PASSAGE TO READ
Advertisement

Responsive Advertisement

Cell Structure (Cell biology)

Cell Structure
Cells fall into one of two categories: prokaryotic or eukaryotic (see Prokaryote). In a prokaryotic cell, found only in bacteria and archaebacteria, all the components, including the DNA, mingle freely in the cell’s interior, a single compartment. Eukaryotic cells, which make up plants, animals, fungi, and all other life forms, contain numerous compartments, or organelles, within each cell. The DNA in eukaryotic cells is enclosed in a special organelle called the nucleus, which serves as the cell’s command center and information library. The term prokaryote comes from Greek words that mean “before nucleus” or “prenucleus,” while eukaryote means “true nucleus.”

A Prokaryotic Cells
Prokaryotic cells are among the tiniest of all cells, ranging in size from 0.0001 to 0.003 mm (0.000004 to 0.0001 in) in diameter. About a hundred typical prokaryotic cells lined up in a row would match the thickness of a book page. These cells, which can be rodlike, spherical, or spiral in shape, are surrounded by a protective cell wall. Like most cells, prokaryotic cells live in a watery environment, whether it is soil moisture, a pond, or the fluid surrounding cells in the human body. Tiny pores in the cell wall enable water and the substances dissolved in it, such as oxygen, to flow into the cell; these pores also allow wastes to flow out.

Pushed up against the inner surface of the prokaryotic cell wall is a thin membrane called the plasma membrane. The plasma membrane, composed of two layers of flexible lipid molecules and interspersed with durable proteins, is both supple and strong. Unlike the cell wall, whose open pores allow the unregulated traffic of materials in and out of the cell, the plasma membrane is selectively permeable, meaning it allows only certain substances to pass through. Thus, the plasma membrane actively separates the cell’s contents from its surrounding fluids.

While small molecules such as water, oxygen, and carbon dioxide diffuse freely across the plasma membrane, the passage of many larger molecules, including amino acids (the building blocks of proteins) and sugars, is carefully regulated. Specialized transport proteins accomplish this task. The transport proteins span the plasma membrane, forming an intricate system of pumps and channels through which traffic is conducted. Some substances swirling in the fluid around the cell can enter it only if they bind to and are escorted in by specific transport proteins. In this way, the cell fine-tunes its internal environment.

ASSIGNED TASK A
In the passage on cell structure, what does the word "eukaryote" mean?
ASSIGNED TASK B
Extend the passage on cell structure, beginning right after its final sentence.
The records that come next have no connection to the passage on cell structure.

RAW DATA
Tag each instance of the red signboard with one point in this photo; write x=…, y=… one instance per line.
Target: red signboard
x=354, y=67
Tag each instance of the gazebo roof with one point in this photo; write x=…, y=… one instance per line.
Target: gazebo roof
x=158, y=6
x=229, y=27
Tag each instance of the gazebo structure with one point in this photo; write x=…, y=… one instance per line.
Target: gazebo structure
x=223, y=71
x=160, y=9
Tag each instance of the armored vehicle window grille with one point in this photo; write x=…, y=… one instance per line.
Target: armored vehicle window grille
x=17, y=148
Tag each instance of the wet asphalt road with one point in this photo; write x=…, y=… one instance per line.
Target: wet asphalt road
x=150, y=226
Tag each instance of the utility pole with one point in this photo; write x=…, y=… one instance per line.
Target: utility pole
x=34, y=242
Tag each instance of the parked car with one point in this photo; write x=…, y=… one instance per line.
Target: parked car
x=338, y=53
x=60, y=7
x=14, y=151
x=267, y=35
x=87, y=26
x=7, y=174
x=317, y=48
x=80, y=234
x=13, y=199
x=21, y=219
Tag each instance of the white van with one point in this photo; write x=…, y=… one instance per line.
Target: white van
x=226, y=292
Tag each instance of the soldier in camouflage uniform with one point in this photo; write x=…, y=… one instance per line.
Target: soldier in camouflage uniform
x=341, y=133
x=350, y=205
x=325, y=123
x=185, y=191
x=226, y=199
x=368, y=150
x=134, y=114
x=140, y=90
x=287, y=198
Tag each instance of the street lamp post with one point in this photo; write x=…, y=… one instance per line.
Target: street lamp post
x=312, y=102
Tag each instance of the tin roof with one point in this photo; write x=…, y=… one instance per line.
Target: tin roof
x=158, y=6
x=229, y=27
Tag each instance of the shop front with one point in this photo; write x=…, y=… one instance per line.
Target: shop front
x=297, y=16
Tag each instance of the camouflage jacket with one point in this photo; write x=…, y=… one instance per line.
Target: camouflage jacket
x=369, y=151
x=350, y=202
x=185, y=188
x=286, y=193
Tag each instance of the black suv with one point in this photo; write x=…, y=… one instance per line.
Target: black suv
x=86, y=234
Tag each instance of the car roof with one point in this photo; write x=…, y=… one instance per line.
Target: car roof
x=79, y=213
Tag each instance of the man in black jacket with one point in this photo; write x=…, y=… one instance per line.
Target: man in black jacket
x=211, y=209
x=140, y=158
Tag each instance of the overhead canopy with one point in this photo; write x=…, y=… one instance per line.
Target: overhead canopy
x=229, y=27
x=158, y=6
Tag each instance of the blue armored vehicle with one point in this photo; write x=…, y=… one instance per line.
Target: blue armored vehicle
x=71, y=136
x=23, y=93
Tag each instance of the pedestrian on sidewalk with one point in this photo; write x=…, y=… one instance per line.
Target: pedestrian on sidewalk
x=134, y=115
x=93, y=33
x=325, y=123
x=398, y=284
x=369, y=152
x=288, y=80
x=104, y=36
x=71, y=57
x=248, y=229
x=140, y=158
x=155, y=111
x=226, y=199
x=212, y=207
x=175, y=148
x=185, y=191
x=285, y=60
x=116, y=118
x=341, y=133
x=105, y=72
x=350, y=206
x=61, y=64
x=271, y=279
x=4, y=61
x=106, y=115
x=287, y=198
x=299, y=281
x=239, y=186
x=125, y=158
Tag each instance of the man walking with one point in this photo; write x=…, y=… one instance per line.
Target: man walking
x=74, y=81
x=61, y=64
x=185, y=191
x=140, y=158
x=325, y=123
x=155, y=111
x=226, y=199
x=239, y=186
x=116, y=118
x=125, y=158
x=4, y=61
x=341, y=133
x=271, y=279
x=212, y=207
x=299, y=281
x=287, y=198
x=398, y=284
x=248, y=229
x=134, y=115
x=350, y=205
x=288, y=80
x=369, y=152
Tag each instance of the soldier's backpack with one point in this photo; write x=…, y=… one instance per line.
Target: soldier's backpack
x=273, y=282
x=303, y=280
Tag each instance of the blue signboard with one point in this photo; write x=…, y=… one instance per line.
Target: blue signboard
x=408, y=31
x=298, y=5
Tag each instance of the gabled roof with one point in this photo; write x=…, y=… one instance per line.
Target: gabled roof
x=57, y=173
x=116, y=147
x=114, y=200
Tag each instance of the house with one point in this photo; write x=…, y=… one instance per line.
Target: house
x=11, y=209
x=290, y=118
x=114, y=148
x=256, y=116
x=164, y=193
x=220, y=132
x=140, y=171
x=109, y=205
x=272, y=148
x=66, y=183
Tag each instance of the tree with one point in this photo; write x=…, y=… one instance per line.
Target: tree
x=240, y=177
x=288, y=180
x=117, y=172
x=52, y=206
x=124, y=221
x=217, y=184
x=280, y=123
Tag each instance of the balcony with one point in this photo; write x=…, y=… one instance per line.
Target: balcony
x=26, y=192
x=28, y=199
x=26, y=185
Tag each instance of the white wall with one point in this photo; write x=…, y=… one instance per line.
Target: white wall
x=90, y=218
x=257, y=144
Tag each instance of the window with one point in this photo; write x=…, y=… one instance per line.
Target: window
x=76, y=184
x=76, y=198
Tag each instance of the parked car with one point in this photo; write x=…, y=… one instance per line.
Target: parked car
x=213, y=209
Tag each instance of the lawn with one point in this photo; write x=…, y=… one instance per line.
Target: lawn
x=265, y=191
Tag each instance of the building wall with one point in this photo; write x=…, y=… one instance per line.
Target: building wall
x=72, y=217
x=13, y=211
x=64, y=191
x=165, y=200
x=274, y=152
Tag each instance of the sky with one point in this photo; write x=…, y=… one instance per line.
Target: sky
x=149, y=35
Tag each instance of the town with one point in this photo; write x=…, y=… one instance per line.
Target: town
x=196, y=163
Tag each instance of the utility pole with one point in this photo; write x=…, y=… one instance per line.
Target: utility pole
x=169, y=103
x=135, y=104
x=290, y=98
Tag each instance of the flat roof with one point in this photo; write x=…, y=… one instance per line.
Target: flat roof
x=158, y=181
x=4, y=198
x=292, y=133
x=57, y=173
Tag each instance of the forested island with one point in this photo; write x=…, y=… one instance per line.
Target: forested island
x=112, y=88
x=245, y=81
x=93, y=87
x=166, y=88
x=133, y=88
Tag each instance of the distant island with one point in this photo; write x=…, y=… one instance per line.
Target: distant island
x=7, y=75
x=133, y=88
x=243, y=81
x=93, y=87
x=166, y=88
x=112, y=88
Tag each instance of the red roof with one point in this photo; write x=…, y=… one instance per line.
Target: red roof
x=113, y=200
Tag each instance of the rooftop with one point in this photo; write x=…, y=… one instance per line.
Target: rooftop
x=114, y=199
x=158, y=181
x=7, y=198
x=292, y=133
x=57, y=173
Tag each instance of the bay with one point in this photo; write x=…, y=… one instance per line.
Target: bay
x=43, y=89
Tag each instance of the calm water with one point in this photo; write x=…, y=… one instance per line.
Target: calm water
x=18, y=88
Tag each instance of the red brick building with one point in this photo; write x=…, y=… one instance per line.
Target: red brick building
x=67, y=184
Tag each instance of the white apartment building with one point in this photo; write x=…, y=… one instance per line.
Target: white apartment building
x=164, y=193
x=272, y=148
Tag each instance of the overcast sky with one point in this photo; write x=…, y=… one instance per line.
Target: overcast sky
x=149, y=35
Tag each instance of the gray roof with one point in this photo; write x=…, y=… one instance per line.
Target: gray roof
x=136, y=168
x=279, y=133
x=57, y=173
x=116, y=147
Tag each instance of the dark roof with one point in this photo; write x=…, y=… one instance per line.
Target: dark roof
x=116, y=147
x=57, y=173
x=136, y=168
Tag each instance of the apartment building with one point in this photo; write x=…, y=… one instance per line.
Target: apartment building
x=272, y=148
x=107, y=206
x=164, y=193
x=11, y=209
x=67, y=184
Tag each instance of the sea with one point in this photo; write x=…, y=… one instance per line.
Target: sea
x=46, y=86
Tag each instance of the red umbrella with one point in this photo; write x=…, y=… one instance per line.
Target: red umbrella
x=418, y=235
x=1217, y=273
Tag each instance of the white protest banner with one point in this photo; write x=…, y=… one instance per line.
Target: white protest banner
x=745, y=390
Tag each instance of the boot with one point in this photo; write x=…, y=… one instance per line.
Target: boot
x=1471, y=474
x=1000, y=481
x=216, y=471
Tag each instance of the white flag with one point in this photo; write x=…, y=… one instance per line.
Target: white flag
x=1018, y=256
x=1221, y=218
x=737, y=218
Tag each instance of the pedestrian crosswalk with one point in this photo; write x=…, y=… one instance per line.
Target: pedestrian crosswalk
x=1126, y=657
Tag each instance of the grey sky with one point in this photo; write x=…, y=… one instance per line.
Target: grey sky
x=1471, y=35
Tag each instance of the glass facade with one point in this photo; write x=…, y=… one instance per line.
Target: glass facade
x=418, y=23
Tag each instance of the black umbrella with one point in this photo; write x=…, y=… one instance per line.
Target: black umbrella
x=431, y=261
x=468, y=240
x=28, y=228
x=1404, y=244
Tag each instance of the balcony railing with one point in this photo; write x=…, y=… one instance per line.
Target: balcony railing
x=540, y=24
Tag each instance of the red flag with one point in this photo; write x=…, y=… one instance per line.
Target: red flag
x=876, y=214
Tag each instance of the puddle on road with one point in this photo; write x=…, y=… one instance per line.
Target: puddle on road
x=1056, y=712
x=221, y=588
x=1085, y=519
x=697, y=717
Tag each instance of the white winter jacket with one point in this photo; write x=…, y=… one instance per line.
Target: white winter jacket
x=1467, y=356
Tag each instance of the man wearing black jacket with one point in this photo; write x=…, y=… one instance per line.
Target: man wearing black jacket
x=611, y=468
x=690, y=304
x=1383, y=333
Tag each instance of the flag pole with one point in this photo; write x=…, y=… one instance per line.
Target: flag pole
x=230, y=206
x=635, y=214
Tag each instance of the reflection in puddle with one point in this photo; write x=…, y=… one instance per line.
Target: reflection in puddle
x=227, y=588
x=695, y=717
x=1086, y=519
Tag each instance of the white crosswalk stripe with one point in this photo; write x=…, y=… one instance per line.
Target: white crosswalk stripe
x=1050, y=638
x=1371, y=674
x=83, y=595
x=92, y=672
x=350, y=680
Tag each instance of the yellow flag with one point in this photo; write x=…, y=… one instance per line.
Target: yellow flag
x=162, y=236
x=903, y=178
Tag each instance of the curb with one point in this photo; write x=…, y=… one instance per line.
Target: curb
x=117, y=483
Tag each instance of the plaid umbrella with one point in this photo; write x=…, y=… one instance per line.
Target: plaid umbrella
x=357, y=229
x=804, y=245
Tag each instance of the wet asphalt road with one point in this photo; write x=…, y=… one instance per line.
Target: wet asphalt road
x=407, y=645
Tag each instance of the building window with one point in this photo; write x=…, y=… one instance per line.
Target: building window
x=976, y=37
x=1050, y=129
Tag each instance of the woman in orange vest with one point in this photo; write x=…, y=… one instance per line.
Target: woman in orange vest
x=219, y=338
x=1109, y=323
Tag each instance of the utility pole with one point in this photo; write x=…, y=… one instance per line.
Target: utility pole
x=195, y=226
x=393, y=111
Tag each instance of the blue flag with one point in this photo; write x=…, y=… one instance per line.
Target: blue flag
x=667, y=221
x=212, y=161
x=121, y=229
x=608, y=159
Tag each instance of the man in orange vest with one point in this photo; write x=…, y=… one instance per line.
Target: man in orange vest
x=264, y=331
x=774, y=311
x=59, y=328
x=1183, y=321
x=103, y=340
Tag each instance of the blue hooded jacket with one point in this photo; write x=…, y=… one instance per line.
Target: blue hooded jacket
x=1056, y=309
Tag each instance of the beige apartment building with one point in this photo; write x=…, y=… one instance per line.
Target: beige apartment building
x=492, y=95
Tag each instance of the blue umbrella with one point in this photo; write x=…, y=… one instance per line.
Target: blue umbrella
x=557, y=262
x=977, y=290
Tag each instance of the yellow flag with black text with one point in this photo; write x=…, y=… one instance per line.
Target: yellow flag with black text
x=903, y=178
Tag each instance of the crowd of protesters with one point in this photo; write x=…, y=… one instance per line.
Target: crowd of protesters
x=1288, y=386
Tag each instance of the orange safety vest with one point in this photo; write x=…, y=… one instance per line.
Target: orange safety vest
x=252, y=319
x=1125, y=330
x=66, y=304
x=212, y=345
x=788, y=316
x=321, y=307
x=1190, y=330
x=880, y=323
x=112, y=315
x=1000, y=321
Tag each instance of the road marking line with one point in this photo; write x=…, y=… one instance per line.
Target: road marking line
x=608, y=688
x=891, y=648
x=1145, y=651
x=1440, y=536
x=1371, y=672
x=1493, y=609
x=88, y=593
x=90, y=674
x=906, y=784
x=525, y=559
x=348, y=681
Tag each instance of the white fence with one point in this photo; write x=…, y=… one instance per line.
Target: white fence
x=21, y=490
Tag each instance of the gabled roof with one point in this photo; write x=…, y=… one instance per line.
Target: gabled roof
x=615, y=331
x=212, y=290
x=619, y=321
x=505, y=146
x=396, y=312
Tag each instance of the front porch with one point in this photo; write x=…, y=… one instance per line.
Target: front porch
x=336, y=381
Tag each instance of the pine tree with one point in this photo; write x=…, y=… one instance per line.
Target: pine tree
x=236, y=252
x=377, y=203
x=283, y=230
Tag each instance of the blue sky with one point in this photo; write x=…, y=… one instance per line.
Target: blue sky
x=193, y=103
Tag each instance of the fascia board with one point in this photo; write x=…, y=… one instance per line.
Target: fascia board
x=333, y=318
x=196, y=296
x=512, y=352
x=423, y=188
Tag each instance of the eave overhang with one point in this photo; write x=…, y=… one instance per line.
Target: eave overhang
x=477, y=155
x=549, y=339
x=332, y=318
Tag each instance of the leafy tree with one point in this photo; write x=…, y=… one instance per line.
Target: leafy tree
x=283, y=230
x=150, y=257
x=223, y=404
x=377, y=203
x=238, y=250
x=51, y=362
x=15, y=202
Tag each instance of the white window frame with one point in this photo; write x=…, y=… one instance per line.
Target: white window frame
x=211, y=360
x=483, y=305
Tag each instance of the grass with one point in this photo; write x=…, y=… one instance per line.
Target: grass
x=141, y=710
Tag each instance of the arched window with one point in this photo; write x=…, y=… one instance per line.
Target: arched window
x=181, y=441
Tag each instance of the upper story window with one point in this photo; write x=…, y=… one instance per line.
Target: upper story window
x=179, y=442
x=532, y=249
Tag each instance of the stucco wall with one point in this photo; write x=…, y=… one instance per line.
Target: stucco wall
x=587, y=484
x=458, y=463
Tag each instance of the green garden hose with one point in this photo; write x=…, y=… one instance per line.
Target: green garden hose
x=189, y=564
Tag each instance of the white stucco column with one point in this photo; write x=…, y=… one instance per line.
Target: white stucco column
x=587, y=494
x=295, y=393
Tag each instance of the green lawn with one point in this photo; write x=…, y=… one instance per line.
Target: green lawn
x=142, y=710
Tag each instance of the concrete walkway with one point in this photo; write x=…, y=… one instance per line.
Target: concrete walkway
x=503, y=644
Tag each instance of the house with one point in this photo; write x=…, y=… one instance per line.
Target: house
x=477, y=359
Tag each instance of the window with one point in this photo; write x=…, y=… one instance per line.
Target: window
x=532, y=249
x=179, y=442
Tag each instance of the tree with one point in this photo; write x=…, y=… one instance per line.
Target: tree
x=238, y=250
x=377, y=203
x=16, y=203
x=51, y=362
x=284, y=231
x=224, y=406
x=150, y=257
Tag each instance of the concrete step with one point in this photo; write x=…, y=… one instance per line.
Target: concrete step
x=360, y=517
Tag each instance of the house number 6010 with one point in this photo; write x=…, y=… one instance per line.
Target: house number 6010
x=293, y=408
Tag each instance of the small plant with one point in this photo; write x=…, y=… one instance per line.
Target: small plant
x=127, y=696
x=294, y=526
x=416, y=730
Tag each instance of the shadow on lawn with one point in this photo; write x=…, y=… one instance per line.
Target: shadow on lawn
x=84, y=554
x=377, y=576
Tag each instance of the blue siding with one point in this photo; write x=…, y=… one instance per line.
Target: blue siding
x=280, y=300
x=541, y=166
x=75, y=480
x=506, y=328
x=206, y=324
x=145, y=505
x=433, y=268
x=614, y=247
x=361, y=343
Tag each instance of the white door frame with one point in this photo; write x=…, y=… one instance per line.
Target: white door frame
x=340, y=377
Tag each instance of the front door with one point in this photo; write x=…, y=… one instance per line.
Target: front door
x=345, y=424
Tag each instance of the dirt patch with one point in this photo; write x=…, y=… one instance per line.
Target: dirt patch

ANSWER A
It means "true nucleus."

ANSWER B
The plasma membrane encloses the cytoplasm, the semifluid that fills the cell. Composed of about 65 percent water, the cytoplasm is packed with up to a billion molecules per cell, a rich storehouse that includes enzymes and dissolved nutrients, such as sugars and amino acids. The water provides a favorable environment for the thousands of biochemical reactions that take place in the cell.

Within the cytoplasm of all prokaryotes is deoxyribonucleic acid (DNA), a complex molecule in the form of a double helix, a shape similar to a spiral staircase. The DNA is about 1,000 times the length of the cell, and to fit inside, it repeatedly twists and folds to form a compact structure called a chromosome. The chromosome in prokaryotes is circular, and is located in a region of the cell called the nucleoid. Often, smaller chromosomes called plasmids are located in the cytoplasm. The DNA is divided into units called genes, just like a long train is divided into separate cars. Depending on the species, the DNA contains several hundred or even thousands of genes. Typically, one gene contains coded instructions for building all or part of a single protein. Enzymes, which are specialized proteins, determine virtually all the biochemical reactions that support and sustain the cell.

Also immersed in the cytoplasm are the only organelles in prokaryotic cells—tiny bead-like structures called ribosomes. These are the cell’s protein factories. Following the instructions encoded in the DNA, ribosomes churn out proteins by the hundreds every minute, providing needed enzymes, the replacements for worn-out transport proteins, or other proteins required by the cell.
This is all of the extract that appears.